### Passage
Router scalability impacts the economics of the POP by reducing non-revenue generating ports. Ports are used to support customer traffic not connecting to other routers. Reliability can also affect POP economics by reducing operating expenses and generating capex savings by eliminating the need for redundant routers. Replacing redundant routers with a single 99.999% availability router would bring the IP network closer to a voice network model.

When the goal was keeping up with traffic growth or even building out networks in anticipation of demand, carriers were less concerned about how the networks were built. Today, carriers are realizing that the way IP backbones were built in the past may be one of the reasons their IP business is under-performing in terms of profitability. A core router specifically built for carriers could pave the way for a new network architecture that would be more cost effective, more reliable, and performs better.

Carriers are looking for improvements in the next generation of routers, such as better resiliency and faster convergence in support of real-time applications. Delivering carrier-class reliability and scalability are capabilities that every router vendor is talking about, but few actually deliver. Unfortunately, for incumbent router vendors, these are not capabilities that can be easily added to systems that were not initially designed to support them. A question that is worth asking is whether established router vendors will have the ability to deliver these next-gen platforms to the market. It is a significant undertaking requiring complex software and hardware development. Achieving high availability begins with building reliable hardware and software. Opportunities for reliability improvement exist through product development, training, network design and redundancy issues, network utilization, and multi-layer protection strategies.

### Your objective
Rewrite the passage on carrier routers starting with "Router scalability impacts" and going on through "voice network model.", putting "point of presence" in place of every "POP". Rely solely on the passage on carrier routers.

### Provided information
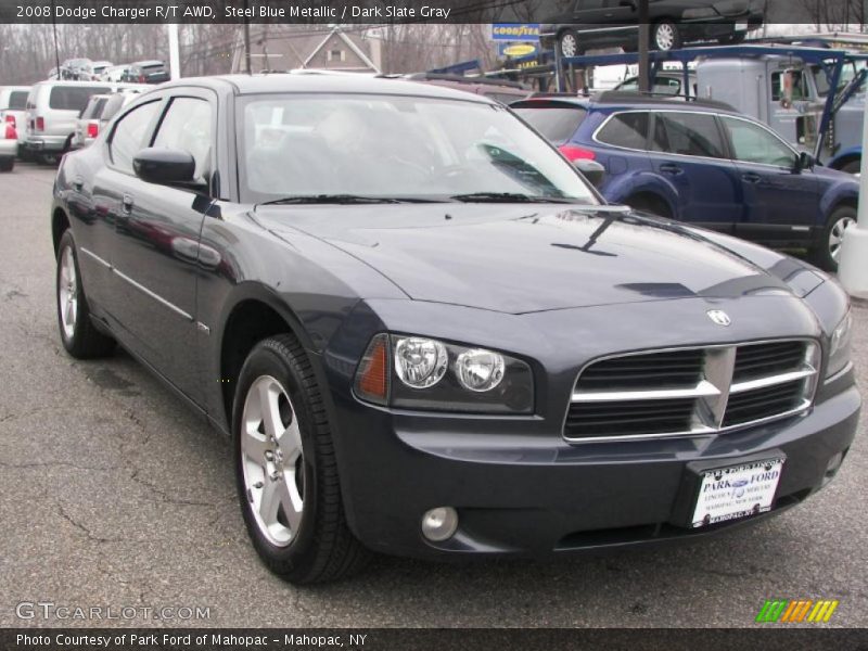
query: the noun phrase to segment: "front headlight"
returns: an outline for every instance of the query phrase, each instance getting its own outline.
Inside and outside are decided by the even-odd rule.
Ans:
[[[851,331],[853,329],[853,315],[847,310],[846,316],[832,332],[829,342],[829,363],[826,367],[826,376],[829,378],[843,371],[850,363]]]
[[[403,409],[532,413],[531,367],[509,355],[437,340],[378,334],[356,371],[356,395]]]
[[[711,18],[717,15],[717,12],[714,11],[711,7],[702,7],[698,9],[686,9],[681,12],[681,17],[686,21],[692,18]]]

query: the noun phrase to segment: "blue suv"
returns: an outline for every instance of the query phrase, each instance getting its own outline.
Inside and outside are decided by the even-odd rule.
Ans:
[[[856,222],[856,180],[725,104],[609,92],[510,107],[573,163],[600,163],[599,189],[612,203],[778,248],[808,247],[820,267],[838,268],[842,234]]]

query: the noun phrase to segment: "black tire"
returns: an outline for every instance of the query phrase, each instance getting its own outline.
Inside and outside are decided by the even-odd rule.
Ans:
[[[564,29],[558,37],[558,49],[561,56],[579,56],[583,53],[579,44],[578,34],[575,29]]]
[[[668,52],[681,47],[681,33],[672,21],[651,25],[651,49]]]
[[[855,158],[853,161],[848,161],[844,163],[841,167],[839,167],[841,171],[846,171],[847,174],[859,174],[861,170],[861,158]]]
[[[746,31],[735,31],[730,36],[724,36],[723,38],[718,38],[717,42],[722,46],[737,46],[739,43],[743,43],[744,40],[748,38]]]
[[[822,229],[820,239],[810,250],[814,264],[826,271],[838,271],[838,256],[840,254],[840,237],[843,230],[856,224],[856,208],[840,206],[832,210],[826,228]]]
[[[650,194],[638,194],[636,196],[630,196],[624,203],[626,203],[634,210],[650,213],[652,215],[656,215],[658,217],[665,217],[666,219],[673,218],[672,209],[669,208],[668,204],[666,204],[666,202],[662,199],[651,196]]]
[[[60,163],[61,155],[60,154],[37,154],[36,162],[40,165],[50,165],[55,166]]]
[[[285,387],[291,400],[289,418],[297,417],[303,450],[303,513],[297,531],[284,546],[273,544],[260,531],[254,514],[254,498],[245,485],[242,467],[245,401],[254,383],[266,376]],[[282,334],[266,339],[256,344],[247,356],[235,390],[232,435],[235,480],[244,524],[256,552],[268,569],[297,585],[336,580],[360,571],[371,552],[355,538],[346,523],[334,445],[322,395],[310,361],[294,336]]]
[[[73,266],[75,268],[76,278],[76,315],[74,326],[71,332],[64,323],[64,316],[62,309],[62,288],[61,278],[64,260],[67,250],[72,254]],[[68,288],[68,284],[67,284]],[[73,232],[69,229],[61,237],[60,244],[58,245],[58,270],[55,275],[55,297],[58,308],[58,328],[61,334],[61,342],[66,352],[76,359],[93,359],[97,357],[105,357],[111,355],[115,348],[115,341],[97,330],[95,326],[90,319],[90,308],[88,307],[87,296],[81,282],[81,272],[78,268],[78,251],[75,247],[75,240]]]

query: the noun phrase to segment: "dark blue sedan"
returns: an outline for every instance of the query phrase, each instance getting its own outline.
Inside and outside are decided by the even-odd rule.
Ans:
[[[775,247],[807,246],[819,266],[838,267],[858,183],[724,104],[602,93],[511,107],[571,161],[602,164],[610,202]]]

### Result of the exercise
Router scalability impacts the economics of the point of presence by reducing non-revenue generating ports. Ports are used to support customer traffic not connecting to other routers. Reliability can also affect point of presence economics by reducing operating expenses and generating capex savings by eliminating the need for redundant routers. Replacing redundant routers with a single 99.999% availability router would bring the IP network closer to a voice network model.